__TASK DIRECTIONS__. Which lines of the records below contain the string "hammer"? Copy each of those lines in full and leave out the rest.

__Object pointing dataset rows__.
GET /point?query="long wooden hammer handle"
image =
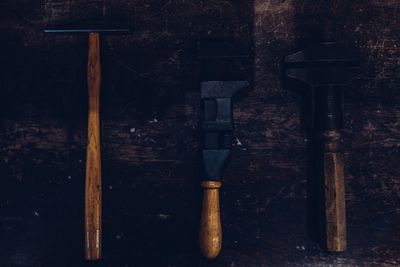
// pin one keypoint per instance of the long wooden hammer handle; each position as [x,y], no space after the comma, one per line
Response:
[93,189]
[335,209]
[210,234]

* * *

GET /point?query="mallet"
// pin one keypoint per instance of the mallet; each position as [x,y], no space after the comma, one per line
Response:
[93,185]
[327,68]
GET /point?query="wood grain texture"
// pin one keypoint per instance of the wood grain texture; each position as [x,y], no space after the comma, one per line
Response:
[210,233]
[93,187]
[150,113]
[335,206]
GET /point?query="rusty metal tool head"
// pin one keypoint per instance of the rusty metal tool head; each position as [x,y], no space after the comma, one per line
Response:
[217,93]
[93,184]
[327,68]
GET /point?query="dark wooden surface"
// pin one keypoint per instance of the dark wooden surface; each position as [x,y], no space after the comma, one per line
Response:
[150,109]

__WRITTEN RESPONSE__.
GET /point?query="long wooden hammer handle"
// pin one keypoint per instance of the long wooden hammer handle; each position as [x,y], no space after the comma, one per line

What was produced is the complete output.